Please rewrite all of the material below, swapping each "simplified polygon" for "reduced polygon" and keeping everything else unchanged. Leave the pictures out.

═══

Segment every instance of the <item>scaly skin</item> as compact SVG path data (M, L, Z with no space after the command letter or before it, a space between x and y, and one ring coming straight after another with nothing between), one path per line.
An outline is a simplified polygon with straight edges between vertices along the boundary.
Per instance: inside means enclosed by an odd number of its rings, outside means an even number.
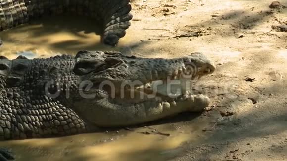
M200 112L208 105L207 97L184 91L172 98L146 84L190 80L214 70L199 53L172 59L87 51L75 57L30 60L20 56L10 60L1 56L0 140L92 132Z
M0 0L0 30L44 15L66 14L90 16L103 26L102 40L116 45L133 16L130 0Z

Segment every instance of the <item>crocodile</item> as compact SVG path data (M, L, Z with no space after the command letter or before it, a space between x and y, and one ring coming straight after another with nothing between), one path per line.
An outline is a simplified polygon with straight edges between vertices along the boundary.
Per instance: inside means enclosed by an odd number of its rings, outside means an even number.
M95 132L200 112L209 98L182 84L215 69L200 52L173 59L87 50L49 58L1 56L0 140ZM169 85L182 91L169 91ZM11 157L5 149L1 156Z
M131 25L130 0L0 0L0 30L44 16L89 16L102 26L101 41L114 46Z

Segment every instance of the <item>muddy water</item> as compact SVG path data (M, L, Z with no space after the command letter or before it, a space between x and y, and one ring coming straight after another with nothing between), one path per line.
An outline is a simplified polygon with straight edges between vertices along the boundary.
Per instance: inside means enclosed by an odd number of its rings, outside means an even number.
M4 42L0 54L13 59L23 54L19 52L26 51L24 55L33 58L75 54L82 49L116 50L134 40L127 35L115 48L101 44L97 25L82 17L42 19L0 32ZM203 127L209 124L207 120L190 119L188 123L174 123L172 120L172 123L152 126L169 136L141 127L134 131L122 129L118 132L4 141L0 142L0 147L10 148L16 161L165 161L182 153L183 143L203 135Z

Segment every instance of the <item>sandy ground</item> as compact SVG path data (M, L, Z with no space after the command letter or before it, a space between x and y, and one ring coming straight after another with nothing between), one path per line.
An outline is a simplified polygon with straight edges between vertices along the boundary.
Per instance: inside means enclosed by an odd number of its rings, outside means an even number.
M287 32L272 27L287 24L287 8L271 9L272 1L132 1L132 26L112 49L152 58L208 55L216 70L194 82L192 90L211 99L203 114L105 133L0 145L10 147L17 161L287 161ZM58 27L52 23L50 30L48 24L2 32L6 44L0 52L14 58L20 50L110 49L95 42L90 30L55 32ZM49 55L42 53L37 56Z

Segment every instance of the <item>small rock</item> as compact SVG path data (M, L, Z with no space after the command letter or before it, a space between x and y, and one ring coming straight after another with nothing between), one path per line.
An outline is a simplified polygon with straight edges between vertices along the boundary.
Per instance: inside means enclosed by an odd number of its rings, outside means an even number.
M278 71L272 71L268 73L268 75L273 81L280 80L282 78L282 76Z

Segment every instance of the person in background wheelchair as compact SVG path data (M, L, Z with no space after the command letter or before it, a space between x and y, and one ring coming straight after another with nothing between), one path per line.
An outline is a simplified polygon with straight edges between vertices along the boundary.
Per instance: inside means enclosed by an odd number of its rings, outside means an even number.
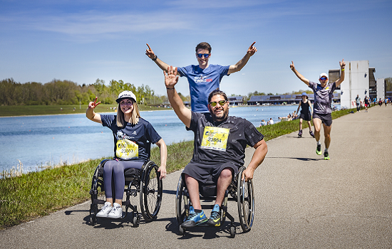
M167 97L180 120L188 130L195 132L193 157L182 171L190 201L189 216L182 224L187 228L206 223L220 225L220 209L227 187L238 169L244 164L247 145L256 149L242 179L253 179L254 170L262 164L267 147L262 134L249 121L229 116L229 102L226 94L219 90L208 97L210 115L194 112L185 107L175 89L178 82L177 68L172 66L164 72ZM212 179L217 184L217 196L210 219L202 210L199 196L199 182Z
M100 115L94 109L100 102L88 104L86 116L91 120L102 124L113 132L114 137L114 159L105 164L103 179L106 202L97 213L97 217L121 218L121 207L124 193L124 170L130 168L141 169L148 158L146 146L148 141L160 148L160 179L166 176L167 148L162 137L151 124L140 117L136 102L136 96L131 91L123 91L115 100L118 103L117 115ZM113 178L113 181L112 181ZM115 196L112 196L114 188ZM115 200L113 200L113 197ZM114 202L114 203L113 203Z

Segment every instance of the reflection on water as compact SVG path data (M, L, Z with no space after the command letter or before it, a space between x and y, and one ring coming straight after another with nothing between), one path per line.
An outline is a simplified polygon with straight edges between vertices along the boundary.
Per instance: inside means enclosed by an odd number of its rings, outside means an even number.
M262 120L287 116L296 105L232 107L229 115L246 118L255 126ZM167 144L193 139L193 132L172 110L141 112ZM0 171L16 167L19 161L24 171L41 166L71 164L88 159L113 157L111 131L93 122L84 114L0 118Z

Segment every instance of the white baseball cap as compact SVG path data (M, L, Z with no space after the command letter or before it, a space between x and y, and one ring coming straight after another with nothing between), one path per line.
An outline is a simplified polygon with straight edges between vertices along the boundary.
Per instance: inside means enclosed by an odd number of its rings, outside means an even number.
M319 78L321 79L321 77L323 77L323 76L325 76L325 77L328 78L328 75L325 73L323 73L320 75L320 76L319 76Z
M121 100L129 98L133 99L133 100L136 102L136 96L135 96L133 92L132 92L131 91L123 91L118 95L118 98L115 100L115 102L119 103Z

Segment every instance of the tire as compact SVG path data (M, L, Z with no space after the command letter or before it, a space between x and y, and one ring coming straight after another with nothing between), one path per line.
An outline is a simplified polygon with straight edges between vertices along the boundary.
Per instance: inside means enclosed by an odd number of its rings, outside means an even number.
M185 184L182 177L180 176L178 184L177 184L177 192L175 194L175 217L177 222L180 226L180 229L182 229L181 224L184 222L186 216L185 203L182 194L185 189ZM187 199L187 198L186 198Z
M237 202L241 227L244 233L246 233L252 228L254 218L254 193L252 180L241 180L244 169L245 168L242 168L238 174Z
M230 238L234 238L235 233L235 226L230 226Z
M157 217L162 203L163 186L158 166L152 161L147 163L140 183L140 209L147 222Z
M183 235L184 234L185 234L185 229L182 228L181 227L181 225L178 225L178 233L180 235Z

═══

### FULL SOLUTION
Segment every instance of the <item>scaly skin</item> as compact SVG path data (M, L, Z with no space after the command letter or before it, a space between x and y, and one ring coming straight after another with nothing between), one path per line.
An outline is a reduced polygon with straight edges between vertices along the boundary.
Per instance: inside means enclosed by an odd number of its rings, outside means an even number.
M200 112L208 105L207 97L184 91L172 98L146 84L190 80L214 70L199 53L172 59L87 51L75 57L30 60L20 56L10 60L1 56L0 140L92 132Z
M0 0L0 30L44 15L66 14L90 16L103 26L102 40L116 45L133 16L130 0Z

Segment every instance of the <item>crocodile</item> as compact SVG path data (M, L, Z with no space after the command letter or before it, a space between x and y, and one ring coming straight after another with nothing between), one path per line.
An outline is a reduced polygon with straight edges between vertices along the boundary.
Per instance: inside means enclosed by an odd number of its rings, outside means an even number.
M95 132L200 112L209 98L182 84L215 69L200 52L173 59L87 50L49 58L1 56L0 140ZM169 85L182 91L169 91ZM11 157L5 149L1 156Z
M131 25L130 0L0 0L0 30L44 16L89 16L102 26L101 41L114 46Z

Segment every instance of the <item>muddy water</item> as compact SVG path data (M, L, Z with no space after the command letter or before it, a space between x and y, and one ring coming straight after another with nothing between), one path per line.
An outline is a reduced polygon with straight edges between vertices along the boundary.
Per instance: inside means enclosed by an odd number of its rings, outside means an even number.
M4 42L0 54L13 59L23 54L19 52L26 51L24 55L33 58L75 54L82 49L116 50L134 40L127 35L115 48L101 44L97 25L82 17L42 19L0 32ZM203 127L209 124L207 120L190 119L188 123L174 123L172 120L172 123L152 126L169 136L141 127L134 131L122 129L118 132L4 141L0 142L0 147L10 148L16 161L165 161L182 153L183 143L203 135Z

Segment every instance of the <item>sandy ground</item> as compact SVG path data (M, L, Z with no space after the command letter or before it, a space between x and y, and one ring coming straight after another with nothing between), one path per line.
An outline is a reduced polygon with straight edges between vertices along the boundary.
Per instance: inside means enclosed by an odd number of its rings, outside means an even number.
M287 32L272 27L287 24L287 8L271 9L272 1L132 1L132 26L112 49L152 58L208 55L216 70L194 82L192 90L211 99L203 114L105 133L0 145L10 147L17 161L287 161ZM58 27L52 23L50 30L48 24L2 32L6 44L0 52L14 58L20 50L110 49L95 42L90 30L55 32ZM49 55L42 53L37 56Z

Segment every instance of the <item>small rock</item> as compact SVG path data (M, L, Z with no space after the command letter or before it, a space between x and y, and one ring coming straight after another with nothing between), one path per line.
An outline is a reduced polygon with straight edges between vertices along the boundary.
Per instance: inside means enclosed by an odd number of its rings, outside means an even number.
M278 71L272 71L268 73L268 75L273 81L280 80L282 78L282 76Z

Segment every instance of the person in background wheelchair as compact SVG path data (M, L, Z with no space after the command letter or before it, a space between x and y, and one ring coming straight after another with nothing between), one path per line.
An outline is a reduced polygon with straight edges between vertices along the boundary.
Per instance: inside means enclosed by an odd number of its rings, outside means an even number.
M167 97L180 120L188 130L195 132L193 157L182 171L190 201L189 216L182 224L187 228L206 223L220 225L220 209L227 187L238 169L244 164L247 145L256 149L242 179L253 179L254 170L262 164L267 147L262 134L249 121L229 116L229 102L226 94L219 90L208 97L210 115L194 112L185 107L175 89L178 82L177 68L172 66L164 72ZM212 179L217 184L217 196L210 219L202 210L199 196L199 182Z
M100 115L94 109L100 102L88 104L86 116L91 120L102 124L113 132L114 137L114 159L105 164L103 179L106 202L97 213L97 217L121 218L121 207L124 193L124 170L130 168L141 169L148 158L146 146L148 141L160 148L160 179L166 176L167 148L162 137L151 124L140 117L136 102L136 96L131 91L123 91L115 100L118 103L117 115ZM113 178L113 181L112 181ZM115 196L112 196L114 188ZM115 200L113 200L113 197ZM114 202L114 203L113 203Z

Segment every instance of the reflection on water as compact SVG path data (M, L, Z with no space after the command letter or before it, a space between x and y, and one ring coming straight after another with nothing between), one path per line.
An outline is a reduced polygon with straight edges between vertices along the boundary.
Per instance: inside means enclosed by an odd number of its rings, outside means an even number.
M262 120L287 116L296 105L232 107L229 115L246 118L255 126ZM167 144L193 139L193 132L172 110L141 112ZM0 171L16 167L19 161L24 171L41 166L71 164L88 159L113 157L111 131L93 122L84 114L0 118Z

Segment every instance of the white baseball cap as compact SVG path data (M, L, Z with no space after the command letter or before it, a space between x and y, and one ring coming straight after another with nothing between), one path per line.
An outline is a reduced polygon with straight edges between vertices along the boundary.
Per instance: inside means enclosed by an odd number of its rings, outside means an even number.
M319 78L321 79L321 77L323 77L323 76L325 76L325 77L328 78L328 75L325 73L323 73L320 75L320 76L319 76Z
M121 100L129 98L133 99L133 100L136 102L136 96L135 96L133 92L132 92L131 91L123 91L118 95L118 98L115 100L115 102L119 103Z

Segment every instance of the tire as compact SVG path data (M, L, Z with no space after the command letter or before it, a space between x and y, and one ring coming straight after another with nothing between), one path per line.
An outline is a reduced polygon with straight edges between vertices along the boundary.
Per instance: inside means enclosed by an odd number of its rings, outside means an even number.
M185 184L182 177L180 176L178 184L177 184L177 192L175 194L175 217L177 222L180 226L180 229L182 229L181 224L184 222L186 216L185 203L182 194L185 189ZM187 199L187 198L186 198Z
M237 202L241 227L244 233L246 233L252 228L254 218L254 193L252 180L241 180L244 169L245 168L242 168L238 174Z
M230 238L234 238L235 233L235 226L230 226Z
M157 217L162 203L163 186L158 166L152 161L147 163L140 183L140 209L147 222Z
M183 235L184 234L185 234L185 229L182 228L181 227L181 225L178 225L178 233L180 235Z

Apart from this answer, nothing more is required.